[実施タスク]
1 - 屋上菜園の見学レポートによると、見学が行われたのは何年何月何日ですか。
2 - 屋上菜園の見学レポートのうち、「武蔵野大学有明キャンパスの屋上菜園を見学!」から「本レポートでは、その様子をお届けします!」までを一字一句変えずに写してください。

[テキスト断片]
━━━━━━━━━━━━━━━━

武蔵野大学有明キャンパスの屋上菜園を見学!

2024年3月9日、「まるっとサステナキャンプ」課外授業として、武蔵野大学有明キャンパス内にある屋上菜園を見学しました!

こちらの屋上菜園は、「まるっとサステナキャンプ」メンターの明石 修先生が数年前から学生と協同して開拓している場所です。さらに、「何をしていてもよい場所」であり、学生や教職員が対等な関係になれる空間でもあるそうです。
天気に恵まれた中で、のびのびと見学させていただきました。

本レポートでは、その様子をお届けします!

書いた人:大塚瑠奈
駒場学園高等学校 普通科

「将来は川崎市の行政の公務員になりたい!」という想いのもと、地域でのボランティア活動などを通して地元貢献や社会貢献に取り組んでいます。その傍ら、コロナ禍をきっかけに手話を勉強中。昨年度からは聴覚障害を軸に探究活動をしています。

━━━━━━━━━━━━━━━━

[抽出レコード]
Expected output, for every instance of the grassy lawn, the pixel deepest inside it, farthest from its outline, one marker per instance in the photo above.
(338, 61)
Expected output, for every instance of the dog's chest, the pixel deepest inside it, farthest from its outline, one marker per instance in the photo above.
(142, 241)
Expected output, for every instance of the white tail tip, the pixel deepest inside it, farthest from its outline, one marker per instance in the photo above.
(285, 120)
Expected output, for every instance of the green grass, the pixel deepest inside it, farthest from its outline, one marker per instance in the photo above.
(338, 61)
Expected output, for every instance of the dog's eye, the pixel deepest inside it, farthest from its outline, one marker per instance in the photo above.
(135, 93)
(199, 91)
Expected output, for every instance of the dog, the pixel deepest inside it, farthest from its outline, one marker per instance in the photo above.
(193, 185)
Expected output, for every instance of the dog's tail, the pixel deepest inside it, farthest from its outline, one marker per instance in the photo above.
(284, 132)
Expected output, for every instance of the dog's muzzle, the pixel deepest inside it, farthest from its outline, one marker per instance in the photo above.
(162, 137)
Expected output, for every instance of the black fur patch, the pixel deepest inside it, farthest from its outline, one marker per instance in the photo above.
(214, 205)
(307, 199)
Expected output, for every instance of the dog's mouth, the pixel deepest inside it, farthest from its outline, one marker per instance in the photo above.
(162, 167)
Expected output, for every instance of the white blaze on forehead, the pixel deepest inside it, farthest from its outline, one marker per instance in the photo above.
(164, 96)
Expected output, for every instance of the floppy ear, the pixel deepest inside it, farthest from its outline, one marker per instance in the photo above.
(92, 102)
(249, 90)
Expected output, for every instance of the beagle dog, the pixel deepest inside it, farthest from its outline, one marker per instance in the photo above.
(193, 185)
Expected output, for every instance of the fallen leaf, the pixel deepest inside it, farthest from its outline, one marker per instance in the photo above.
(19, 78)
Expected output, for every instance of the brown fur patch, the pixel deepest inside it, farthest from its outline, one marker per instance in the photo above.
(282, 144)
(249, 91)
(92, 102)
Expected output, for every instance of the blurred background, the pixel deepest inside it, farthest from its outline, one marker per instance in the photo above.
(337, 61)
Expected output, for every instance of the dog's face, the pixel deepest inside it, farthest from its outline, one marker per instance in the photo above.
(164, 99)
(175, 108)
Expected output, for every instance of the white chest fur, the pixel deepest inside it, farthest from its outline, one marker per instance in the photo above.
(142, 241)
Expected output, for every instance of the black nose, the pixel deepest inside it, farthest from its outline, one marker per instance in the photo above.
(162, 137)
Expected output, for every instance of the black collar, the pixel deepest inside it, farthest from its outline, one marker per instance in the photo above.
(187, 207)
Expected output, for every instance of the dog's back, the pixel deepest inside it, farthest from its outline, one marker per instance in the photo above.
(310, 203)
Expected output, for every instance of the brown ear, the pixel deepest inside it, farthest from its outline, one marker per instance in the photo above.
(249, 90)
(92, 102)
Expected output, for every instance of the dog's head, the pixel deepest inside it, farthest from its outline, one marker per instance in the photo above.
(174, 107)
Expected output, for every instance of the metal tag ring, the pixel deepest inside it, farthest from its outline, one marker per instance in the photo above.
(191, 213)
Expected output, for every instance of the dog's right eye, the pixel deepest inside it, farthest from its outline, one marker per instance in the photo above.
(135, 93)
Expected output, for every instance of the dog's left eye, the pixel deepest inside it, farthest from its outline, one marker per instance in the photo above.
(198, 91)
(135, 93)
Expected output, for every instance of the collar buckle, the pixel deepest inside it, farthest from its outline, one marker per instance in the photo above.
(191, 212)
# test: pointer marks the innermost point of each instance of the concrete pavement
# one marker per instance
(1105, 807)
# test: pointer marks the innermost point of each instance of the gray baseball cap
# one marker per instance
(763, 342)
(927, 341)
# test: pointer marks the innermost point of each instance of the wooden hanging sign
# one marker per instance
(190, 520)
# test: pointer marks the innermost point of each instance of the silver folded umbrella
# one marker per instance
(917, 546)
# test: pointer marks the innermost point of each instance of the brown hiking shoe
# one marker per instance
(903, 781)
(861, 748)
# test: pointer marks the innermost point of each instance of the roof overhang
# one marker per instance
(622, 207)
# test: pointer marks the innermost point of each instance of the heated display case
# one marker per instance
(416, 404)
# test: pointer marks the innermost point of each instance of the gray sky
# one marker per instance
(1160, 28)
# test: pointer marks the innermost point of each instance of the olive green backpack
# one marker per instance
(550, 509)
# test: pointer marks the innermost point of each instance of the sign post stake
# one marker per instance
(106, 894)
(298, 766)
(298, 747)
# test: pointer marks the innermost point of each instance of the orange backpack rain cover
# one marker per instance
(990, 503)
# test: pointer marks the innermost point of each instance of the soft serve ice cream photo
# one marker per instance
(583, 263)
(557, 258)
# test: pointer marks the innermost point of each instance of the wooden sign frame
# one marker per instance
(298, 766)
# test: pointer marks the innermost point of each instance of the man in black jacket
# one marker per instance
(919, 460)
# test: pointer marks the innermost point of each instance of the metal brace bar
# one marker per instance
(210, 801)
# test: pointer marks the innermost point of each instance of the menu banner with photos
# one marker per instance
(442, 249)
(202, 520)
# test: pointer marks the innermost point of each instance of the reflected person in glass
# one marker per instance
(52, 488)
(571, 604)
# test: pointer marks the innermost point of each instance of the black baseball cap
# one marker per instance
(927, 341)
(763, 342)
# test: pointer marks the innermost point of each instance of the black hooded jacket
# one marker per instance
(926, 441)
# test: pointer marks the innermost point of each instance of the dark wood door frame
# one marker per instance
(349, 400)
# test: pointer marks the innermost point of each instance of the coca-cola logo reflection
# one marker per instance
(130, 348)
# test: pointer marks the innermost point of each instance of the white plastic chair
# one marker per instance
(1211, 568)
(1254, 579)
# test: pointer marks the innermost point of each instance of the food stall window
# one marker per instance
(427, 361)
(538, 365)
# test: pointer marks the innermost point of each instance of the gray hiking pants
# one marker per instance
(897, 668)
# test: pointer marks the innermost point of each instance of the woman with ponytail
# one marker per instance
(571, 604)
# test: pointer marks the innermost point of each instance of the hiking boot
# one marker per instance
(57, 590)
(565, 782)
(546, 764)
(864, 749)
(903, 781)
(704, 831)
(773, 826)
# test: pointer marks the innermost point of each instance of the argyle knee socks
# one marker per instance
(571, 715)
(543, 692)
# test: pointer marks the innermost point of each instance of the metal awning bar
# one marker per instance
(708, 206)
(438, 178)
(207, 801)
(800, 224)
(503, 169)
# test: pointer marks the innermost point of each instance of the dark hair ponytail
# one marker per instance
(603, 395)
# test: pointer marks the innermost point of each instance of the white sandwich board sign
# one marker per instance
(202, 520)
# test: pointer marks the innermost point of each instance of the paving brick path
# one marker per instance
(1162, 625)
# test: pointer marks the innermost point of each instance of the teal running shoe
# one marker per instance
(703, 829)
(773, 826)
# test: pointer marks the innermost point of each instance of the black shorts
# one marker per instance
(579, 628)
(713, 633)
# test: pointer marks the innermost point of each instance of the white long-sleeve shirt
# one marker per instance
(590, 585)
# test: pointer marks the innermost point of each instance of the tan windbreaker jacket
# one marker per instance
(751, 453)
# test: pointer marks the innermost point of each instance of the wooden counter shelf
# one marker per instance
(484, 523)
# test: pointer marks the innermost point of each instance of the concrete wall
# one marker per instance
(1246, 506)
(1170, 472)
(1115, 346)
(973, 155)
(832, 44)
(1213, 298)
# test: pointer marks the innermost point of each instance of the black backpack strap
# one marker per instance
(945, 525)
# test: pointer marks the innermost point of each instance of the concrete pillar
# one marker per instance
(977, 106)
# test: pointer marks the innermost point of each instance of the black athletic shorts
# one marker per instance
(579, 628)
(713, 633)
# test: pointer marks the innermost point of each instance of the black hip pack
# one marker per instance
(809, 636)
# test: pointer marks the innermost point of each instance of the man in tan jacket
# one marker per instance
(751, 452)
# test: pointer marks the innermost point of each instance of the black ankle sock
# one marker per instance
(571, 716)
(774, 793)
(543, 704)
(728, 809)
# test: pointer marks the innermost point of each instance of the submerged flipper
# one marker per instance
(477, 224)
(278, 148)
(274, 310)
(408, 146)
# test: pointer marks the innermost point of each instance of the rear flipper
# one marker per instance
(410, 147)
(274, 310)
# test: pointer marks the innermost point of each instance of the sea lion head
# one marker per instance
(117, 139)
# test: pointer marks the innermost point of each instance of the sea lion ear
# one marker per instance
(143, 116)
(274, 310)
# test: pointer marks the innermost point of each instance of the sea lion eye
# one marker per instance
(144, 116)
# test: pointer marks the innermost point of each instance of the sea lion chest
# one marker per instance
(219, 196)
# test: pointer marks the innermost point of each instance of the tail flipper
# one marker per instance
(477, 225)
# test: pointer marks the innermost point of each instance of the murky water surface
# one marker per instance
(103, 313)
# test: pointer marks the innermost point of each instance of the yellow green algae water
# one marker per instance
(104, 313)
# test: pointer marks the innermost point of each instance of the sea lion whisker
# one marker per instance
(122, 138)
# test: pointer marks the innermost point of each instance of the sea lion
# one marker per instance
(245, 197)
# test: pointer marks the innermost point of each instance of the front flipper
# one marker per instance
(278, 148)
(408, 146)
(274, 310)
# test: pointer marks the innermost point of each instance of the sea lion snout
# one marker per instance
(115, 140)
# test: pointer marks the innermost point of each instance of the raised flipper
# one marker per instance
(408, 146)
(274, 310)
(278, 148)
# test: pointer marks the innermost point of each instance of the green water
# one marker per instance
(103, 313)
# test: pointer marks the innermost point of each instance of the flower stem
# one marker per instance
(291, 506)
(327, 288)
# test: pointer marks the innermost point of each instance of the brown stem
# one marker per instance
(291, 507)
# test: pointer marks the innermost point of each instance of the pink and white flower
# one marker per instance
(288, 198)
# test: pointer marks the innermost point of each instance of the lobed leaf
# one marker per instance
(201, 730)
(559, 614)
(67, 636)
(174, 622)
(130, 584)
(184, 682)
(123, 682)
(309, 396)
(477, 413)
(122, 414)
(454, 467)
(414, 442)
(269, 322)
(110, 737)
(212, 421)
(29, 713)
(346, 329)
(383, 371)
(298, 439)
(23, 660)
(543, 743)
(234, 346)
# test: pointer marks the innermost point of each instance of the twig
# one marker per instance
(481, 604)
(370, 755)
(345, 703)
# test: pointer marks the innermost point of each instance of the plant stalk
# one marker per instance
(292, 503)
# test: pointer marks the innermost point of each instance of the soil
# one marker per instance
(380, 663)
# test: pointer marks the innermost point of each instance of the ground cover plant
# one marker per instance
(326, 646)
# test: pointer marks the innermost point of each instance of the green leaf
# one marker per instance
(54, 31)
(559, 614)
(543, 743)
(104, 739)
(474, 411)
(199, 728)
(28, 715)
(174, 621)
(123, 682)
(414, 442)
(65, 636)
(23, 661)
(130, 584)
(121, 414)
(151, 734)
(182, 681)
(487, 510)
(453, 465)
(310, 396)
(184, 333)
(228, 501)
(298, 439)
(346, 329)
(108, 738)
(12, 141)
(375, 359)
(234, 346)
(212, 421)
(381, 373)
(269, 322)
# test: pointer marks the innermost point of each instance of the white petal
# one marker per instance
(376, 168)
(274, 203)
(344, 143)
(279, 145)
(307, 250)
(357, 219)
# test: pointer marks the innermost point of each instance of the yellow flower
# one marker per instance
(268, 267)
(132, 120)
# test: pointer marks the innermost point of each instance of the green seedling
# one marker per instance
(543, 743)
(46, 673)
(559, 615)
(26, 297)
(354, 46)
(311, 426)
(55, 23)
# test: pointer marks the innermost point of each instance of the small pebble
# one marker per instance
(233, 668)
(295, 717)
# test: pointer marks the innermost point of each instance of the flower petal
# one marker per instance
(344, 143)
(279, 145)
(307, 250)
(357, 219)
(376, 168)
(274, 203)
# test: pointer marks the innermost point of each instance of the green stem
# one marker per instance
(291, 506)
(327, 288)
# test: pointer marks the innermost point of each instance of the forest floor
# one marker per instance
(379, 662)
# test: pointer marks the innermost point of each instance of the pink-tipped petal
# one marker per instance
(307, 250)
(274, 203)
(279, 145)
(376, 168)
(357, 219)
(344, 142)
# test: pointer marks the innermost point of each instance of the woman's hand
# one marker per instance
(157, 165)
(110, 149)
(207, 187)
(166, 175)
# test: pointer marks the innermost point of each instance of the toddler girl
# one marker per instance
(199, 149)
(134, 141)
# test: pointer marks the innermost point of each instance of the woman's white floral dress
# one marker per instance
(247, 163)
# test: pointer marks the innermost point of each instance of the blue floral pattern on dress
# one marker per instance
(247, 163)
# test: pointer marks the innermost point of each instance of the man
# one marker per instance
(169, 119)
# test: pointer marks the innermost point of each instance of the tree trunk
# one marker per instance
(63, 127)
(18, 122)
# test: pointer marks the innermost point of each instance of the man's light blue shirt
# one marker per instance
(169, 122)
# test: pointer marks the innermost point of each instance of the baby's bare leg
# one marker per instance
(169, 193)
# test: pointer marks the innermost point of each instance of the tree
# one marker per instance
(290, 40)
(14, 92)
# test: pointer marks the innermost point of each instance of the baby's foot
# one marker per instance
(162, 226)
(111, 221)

━━━━━━━━━━━━━━━━

[タスクの出力]
1 - 2024年3月9日です。

2 -
武蔵野大学有明キャンパスの屋上菜園を見学!

2024年3月9日、「まるっとサステナキャンプ」課外授業として、武蔵野大学有明キャンパス内にある屋上菜園を見学しました!

こちらの屋上菜園は、「まるっとサステナキャンプ」メンターの明石 修先生が数年前から学生と協同して開拓している場所です。さらに、「何をしていてもよい場所」であり、学生や教職員が対等な関係になれる空間でもあるそうです。
天気に恵まれた中で、のびのびと見学させていただきました。

本レポートでは、その様子をお届けします!